## TASK PROMPT
Starting with the line that has "Identify the valentino" in it, repeat every line through the last one, word for word, and give nothing more.
>> Start RECORDS SHOWN
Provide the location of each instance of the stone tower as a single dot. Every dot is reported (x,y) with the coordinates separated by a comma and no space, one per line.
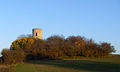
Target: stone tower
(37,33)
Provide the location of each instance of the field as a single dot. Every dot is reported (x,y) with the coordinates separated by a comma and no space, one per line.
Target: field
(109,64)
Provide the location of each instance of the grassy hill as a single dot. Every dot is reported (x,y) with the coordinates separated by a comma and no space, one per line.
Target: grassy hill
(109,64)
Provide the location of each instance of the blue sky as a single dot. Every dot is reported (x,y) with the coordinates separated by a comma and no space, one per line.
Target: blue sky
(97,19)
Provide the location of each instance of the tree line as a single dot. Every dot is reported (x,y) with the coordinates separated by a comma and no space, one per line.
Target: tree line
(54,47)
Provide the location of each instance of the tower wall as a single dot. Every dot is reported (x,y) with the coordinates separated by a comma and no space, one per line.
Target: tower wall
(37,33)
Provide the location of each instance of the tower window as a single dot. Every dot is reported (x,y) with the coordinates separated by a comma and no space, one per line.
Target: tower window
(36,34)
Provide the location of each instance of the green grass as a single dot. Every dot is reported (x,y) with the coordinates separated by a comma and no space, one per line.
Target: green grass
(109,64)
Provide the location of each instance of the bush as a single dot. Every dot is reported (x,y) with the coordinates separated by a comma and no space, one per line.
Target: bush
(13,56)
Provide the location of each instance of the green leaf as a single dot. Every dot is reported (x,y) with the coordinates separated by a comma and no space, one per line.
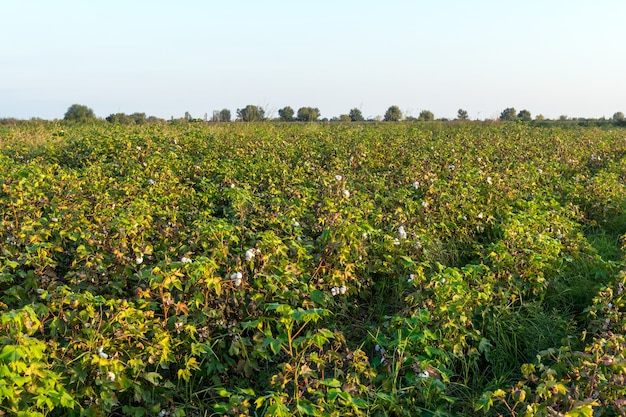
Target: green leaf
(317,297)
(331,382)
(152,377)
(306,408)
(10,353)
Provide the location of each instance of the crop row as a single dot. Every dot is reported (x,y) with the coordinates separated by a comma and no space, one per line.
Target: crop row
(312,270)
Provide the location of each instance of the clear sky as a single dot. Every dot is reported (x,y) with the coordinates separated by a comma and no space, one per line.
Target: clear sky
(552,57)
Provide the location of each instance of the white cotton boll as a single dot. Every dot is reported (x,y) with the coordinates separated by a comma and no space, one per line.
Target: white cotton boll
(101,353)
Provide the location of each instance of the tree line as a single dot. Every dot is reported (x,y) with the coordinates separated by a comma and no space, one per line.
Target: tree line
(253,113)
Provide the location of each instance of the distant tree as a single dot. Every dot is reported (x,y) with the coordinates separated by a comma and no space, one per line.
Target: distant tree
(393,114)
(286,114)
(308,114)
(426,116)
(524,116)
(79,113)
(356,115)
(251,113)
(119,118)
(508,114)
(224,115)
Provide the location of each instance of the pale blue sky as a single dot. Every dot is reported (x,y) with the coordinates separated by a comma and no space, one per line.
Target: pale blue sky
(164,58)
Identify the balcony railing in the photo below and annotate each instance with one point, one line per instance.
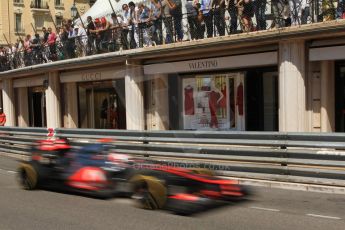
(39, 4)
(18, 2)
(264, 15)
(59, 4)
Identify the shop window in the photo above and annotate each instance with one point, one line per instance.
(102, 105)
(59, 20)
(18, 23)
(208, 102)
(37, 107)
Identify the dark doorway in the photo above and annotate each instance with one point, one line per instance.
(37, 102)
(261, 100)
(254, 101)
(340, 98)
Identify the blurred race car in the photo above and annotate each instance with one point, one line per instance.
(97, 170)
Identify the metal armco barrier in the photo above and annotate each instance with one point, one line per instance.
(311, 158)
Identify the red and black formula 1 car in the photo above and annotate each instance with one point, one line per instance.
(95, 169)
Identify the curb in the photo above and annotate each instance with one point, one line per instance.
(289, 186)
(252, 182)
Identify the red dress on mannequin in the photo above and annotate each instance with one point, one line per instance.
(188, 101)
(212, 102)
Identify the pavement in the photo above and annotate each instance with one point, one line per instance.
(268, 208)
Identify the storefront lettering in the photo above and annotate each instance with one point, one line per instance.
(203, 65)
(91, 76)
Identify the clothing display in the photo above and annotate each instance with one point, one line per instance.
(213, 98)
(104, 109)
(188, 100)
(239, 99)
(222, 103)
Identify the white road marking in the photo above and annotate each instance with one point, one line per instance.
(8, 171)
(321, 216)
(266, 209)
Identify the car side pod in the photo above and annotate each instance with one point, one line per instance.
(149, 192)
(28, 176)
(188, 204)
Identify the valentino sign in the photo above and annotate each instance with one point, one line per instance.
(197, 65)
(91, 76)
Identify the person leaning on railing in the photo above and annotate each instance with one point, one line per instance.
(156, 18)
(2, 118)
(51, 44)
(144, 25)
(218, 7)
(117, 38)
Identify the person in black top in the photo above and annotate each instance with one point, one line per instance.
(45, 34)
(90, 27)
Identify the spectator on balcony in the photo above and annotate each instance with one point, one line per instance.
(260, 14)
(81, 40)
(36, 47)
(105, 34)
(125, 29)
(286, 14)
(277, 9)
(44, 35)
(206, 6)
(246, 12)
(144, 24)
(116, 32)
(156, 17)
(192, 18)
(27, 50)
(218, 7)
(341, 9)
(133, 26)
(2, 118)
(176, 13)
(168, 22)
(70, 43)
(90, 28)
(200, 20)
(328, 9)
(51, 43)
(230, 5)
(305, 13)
>> End RECORDS SHOWN
## IN RESPONSE
Identify the valentino sign in the photo above and annotate each instance with one point, one line per instance.
(197, 65)
(91, 76)
Identify the person leaning on railing in the photo above and annotate each instance with one point, one line per instance.
(156, 18)
(2, 118)
(51, 44)
(144, 25)
(218, 7)
(117, 38)
Identify the person in black top in the photo above and annotate each instance with one point, one line per instance.
(45, 34)
(90, 27)
Identify the spectator on balcony in the photo above and annotate each instance with one point, one line per instance.
(260, 14)
(81, 40)
(36, 47)
(105, 34)
(125, 29)
(286, 14)
(277, 9)
(44, 35)
(206, 6)
(246, 12)
(144, 24)
(116, 32)
(156, 17)
(192, 18)
(27, 50)
(218, 7)
(341, 9)
(133, 26)
(2, 118)
(176, 13)
(168, 22)
(70, 43)
(90, 28)
(200, 20)
(328, 9)
(51, 43)
(230, 5)
(305, 13)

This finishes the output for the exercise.